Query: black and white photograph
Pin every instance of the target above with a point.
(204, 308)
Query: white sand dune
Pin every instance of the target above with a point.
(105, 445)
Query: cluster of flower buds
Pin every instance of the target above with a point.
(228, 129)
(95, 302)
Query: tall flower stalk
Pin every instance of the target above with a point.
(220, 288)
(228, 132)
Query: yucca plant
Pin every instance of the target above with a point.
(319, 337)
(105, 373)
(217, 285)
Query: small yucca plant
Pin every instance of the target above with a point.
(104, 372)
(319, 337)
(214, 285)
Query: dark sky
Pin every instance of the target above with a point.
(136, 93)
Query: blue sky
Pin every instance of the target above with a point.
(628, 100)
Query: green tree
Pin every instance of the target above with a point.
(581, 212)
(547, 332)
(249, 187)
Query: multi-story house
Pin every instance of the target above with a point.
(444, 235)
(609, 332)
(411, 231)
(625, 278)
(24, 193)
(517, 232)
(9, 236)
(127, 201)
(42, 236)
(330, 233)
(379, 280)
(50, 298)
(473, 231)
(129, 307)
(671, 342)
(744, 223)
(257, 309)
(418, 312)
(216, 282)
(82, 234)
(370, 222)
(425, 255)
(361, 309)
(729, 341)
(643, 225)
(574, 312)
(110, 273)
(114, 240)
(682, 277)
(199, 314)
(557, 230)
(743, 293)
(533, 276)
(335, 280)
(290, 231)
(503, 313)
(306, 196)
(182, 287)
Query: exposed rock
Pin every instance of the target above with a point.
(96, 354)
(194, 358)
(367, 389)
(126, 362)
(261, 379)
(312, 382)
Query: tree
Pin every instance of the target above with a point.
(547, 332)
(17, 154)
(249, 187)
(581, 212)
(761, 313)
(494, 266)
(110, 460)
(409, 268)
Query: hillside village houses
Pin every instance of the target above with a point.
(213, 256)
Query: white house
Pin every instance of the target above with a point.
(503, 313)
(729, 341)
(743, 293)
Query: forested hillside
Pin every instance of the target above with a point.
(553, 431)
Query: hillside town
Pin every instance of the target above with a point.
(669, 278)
- - - -
WORK REQUIRED: For the material, state how many lines include the string "yucca"; the answer is that number alone.

FINISHED EXERCISE: 2